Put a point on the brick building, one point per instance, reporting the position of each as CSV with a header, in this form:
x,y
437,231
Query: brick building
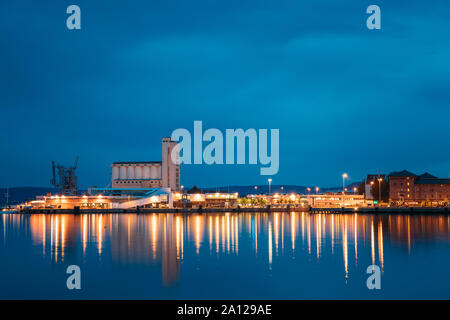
x,y
425,189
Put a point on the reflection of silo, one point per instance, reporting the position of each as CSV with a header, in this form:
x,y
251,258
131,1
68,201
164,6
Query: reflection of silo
x,y
170,263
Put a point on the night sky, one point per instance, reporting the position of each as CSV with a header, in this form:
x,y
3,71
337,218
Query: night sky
x,y
345,98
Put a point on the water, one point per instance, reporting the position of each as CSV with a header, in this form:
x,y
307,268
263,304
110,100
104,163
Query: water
x,y
224,256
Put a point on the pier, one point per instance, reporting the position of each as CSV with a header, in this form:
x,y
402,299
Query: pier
x,y
268,209
382,210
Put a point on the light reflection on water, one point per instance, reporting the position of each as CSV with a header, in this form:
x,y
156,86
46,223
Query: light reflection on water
x,y
272,240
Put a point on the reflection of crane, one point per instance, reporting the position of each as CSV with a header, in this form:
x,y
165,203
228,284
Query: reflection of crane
x,y
67,180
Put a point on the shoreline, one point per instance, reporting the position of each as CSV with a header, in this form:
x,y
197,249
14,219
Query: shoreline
x,y
376,210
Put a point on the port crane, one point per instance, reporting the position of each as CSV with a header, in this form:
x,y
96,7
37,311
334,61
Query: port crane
x,y
64,178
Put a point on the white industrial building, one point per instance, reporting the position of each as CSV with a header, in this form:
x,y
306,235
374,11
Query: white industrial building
x,y
148,174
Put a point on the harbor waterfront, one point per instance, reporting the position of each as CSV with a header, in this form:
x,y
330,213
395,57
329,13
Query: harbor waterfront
x,y
246,255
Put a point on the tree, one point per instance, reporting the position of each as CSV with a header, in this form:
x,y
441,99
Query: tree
x,y
384,190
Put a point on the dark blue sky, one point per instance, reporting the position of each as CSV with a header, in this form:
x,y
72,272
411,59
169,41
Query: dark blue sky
x,y
346,99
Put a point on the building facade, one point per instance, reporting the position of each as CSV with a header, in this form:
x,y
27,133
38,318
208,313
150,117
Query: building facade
x,y
370,180
148,174
405,186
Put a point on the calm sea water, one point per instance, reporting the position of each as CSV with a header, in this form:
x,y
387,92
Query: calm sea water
x,y
224,256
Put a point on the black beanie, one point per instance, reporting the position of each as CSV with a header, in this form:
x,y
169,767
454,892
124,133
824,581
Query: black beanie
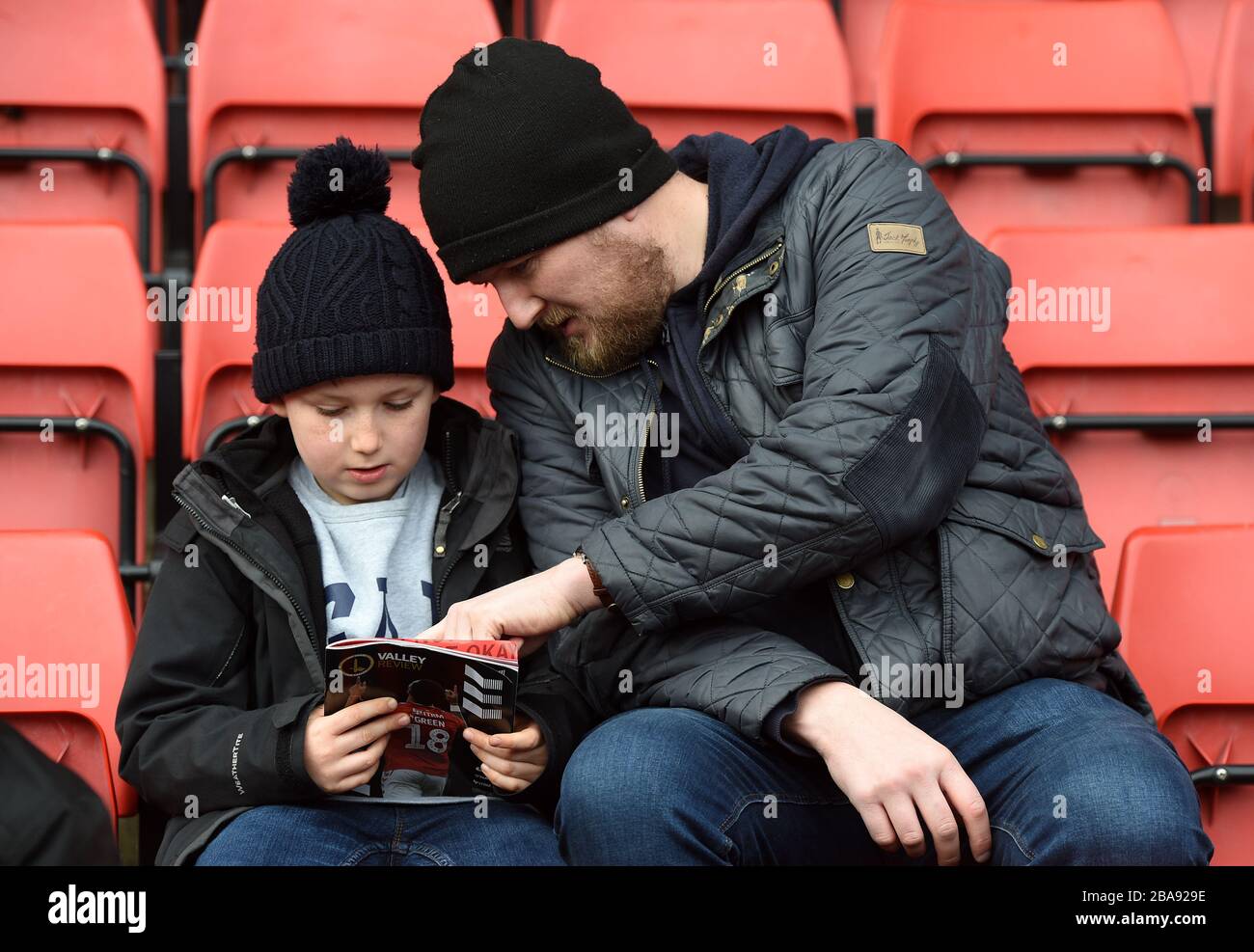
x,y
522,149
351,291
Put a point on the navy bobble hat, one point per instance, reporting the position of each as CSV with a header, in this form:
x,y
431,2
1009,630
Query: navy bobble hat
x,y
351,291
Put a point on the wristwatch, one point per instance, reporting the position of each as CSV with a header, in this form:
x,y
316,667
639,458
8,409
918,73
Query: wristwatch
x,y
598,587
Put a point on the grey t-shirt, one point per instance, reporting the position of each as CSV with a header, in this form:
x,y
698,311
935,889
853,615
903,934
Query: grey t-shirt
x,y
376,571
376,558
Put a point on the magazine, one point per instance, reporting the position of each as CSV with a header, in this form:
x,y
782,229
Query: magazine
x,y
444,686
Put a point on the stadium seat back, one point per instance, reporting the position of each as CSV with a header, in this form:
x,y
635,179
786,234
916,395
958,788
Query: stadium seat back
x,y
1042,79
1234,108
1183,606
740,67
1198,25
75,341
297,73
1180,346
69,639
82,75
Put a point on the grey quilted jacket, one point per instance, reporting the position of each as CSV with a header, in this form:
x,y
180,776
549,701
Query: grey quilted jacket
x,y
893,455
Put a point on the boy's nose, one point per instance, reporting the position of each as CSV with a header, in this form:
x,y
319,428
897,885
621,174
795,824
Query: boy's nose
x,y
365,439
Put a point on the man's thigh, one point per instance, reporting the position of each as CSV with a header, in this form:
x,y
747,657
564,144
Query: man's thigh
x,y
301,834
1069,775
669,786
1074,776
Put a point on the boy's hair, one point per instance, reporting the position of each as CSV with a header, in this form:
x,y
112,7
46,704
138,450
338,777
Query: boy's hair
x,y
350,292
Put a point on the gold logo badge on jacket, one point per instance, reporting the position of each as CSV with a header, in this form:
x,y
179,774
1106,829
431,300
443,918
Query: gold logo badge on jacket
x,y
894,236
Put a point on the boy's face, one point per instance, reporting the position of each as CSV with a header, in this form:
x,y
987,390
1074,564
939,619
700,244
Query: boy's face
x,y
360,437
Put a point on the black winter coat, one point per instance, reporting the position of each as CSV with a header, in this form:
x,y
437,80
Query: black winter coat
x,y
230,658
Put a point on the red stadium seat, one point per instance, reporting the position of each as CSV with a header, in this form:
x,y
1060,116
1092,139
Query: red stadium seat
x,y
718,54
75,343
217,358
280,76
1234,108
539,13
1183,604
68,635
86,80
863,26
1179,342
1198,26
1015,137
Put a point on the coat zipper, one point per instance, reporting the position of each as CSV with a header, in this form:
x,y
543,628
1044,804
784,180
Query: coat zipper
x,y
279,584
722,281
442,525
725,279
648,419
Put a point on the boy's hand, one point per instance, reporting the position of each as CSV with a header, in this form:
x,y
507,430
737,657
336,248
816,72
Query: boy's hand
x,y
531,608
510,761
342,750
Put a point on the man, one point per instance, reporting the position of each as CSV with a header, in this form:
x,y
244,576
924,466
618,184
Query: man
x,y
853,604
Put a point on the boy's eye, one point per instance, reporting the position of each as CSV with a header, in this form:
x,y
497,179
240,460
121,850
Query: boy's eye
x,y
337,412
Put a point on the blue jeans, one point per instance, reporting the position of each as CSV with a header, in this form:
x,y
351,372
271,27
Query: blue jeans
x,y
337,833
1070,776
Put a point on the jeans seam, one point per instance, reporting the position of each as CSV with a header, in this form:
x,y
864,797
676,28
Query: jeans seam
x,y
794,801
1015,837
744,802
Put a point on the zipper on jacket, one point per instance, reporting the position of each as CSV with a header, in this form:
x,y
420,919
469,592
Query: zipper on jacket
x,y
230,501
580,372
643,449
279,584
725,279
442,525
722,281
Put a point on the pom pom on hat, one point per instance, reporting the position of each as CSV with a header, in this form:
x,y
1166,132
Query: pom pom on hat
x,y
363,182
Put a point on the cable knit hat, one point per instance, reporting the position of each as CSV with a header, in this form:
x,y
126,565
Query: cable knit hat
x,y
523,147
351,291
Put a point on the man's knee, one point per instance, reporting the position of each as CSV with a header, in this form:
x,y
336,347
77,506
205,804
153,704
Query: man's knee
x,y
634,785
638,756
1131,802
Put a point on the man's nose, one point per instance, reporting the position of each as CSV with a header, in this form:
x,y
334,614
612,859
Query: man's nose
x,y
521,306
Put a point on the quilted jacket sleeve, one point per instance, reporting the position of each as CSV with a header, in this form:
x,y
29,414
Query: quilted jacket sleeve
x,y
877,446
731,671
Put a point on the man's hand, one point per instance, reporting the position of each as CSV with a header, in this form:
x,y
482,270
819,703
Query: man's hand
x,y
510,761
342,750
530,609
890,772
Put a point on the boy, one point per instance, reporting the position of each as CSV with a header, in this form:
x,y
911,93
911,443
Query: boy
x,y
365,505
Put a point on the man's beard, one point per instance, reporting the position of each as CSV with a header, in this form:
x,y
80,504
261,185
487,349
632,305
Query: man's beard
x,y
618,334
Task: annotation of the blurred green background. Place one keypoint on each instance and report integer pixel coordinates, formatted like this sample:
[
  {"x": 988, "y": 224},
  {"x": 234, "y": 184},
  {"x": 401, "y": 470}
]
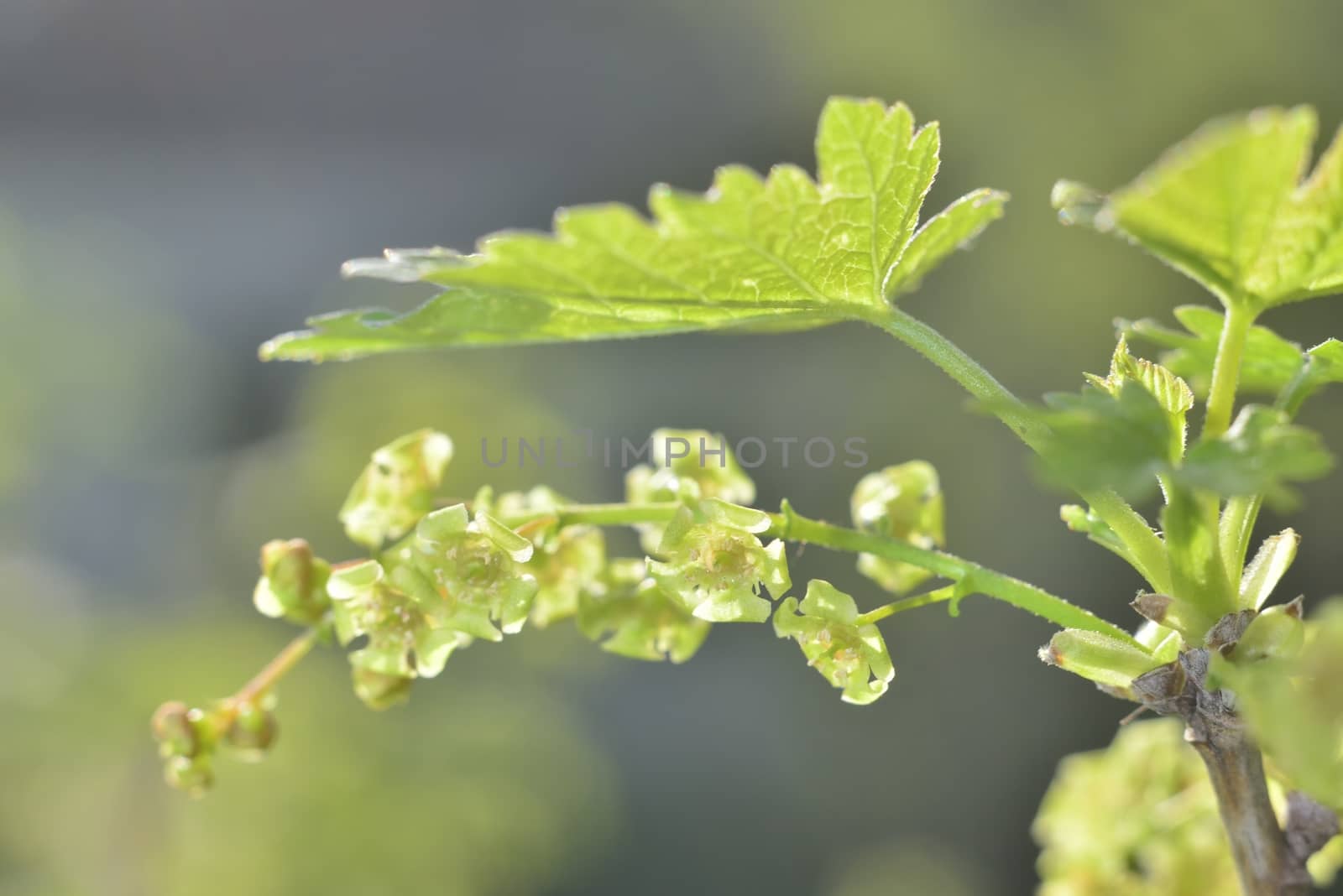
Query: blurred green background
[{"x": 181, "y": 180}]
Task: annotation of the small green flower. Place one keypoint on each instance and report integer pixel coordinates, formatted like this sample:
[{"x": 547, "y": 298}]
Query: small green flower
[
  {"x": 293, "y": 582},
  {"x": 901, "y": 502},
  {"x": 468, "y": 573},
  {"x": 849, "y": 655},
  {"x": 642, "y": 620},
  {"x": 716, "y": 566},
  {"x": 566, "y": 562},
  {"x": 685, "y": 464},
  {"x": 396, "y": 487}
]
——————
▸ Stated problem
Repeat the stretch of the listing above from the line containing "Put a point on the boy, one" through the end of the listing, word for word, with both ends included. Leave the pictures out.

▸ Full output
Put a point on the boy, one point per instance, reporting the position of each as CSV with a header, in this form:
x,y
911,93
911,443
Query: boy
x,y
365,505
Put a point on the man's beard, one point per instance, reporting the position of each as CSV with a header, in this form:
x,y
80,504
261,185
487,349
632,305
Query: man's beard
x,y
618,334
Task: annotation of the blurred green background. Place one keypoint on each instance and report integer pixel coordinates, formatted like this sample:
[
  {"x": 988, "y": 224},
  {"x": 234, "y": 184},
  {"x": 401, "y": 470}
]
Query: blurred green background
[{"x": 181, "y": 180}]
Task: annotation of the small green flower. Place one keypoint on each instance and report integer pixel coordinates, formatted like this sample:
[{"x": 547, "y": 298}]
Query: small green flower
[
  {"x": 293, "y": 582},
  {"x": 901, "y": 502},
  {"x": 468, "y": 573},
  {"x": 849, "y": 655},
  {"x": 642, "y": 620},
  {"x": 716, "y": 566},
  {"x": 566, "y": 562},
  {"x": 685, "y": 464},
  {"x": 396, "y": 487}
]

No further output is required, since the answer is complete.